A faithful copy of every record is needed here. Images must not appear in it.

(Records contained in a dataset)

☆ ☆ ☆ ☆ ☆ ☆ ☆

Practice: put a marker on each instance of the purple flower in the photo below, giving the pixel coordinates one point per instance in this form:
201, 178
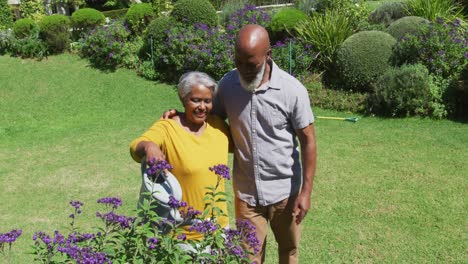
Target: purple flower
114, 201
76, 204
10, 237
221, 170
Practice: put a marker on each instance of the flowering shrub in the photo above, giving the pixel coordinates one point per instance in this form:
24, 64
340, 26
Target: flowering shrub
104, 45
197, 47
147, 238
8, 239
249, 14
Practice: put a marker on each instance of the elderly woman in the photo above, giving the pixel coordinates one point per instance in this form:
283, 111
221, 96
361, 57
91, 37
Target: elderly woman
191, 142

☆ ☆ ☆ ☆ ☆ ☆ ☆

Reply to the exercise:
Practice: put a marker on each instance of the purple flower in the photo below, giving the pixel coordinates one point per instance in this form:
201, 178
Target: purple flower
114, 201
76, 204
10, 237
221, 170
Practice: put a marker on each instance of the flowering shrub in the photo above, giving the pixel coordinates one point per instance in this form:
24, 64
340, 26
Target: flowering shrub
104, 45
197, 47
147, 238
8, 239
249, 14
Practice: put a marker on each instance of the elderly woman in the photo above, giving the pixel coordinates one point per instance in this form:
283, 111
221, 96
361, 57
91, 37
Target: elderly woman
191, 142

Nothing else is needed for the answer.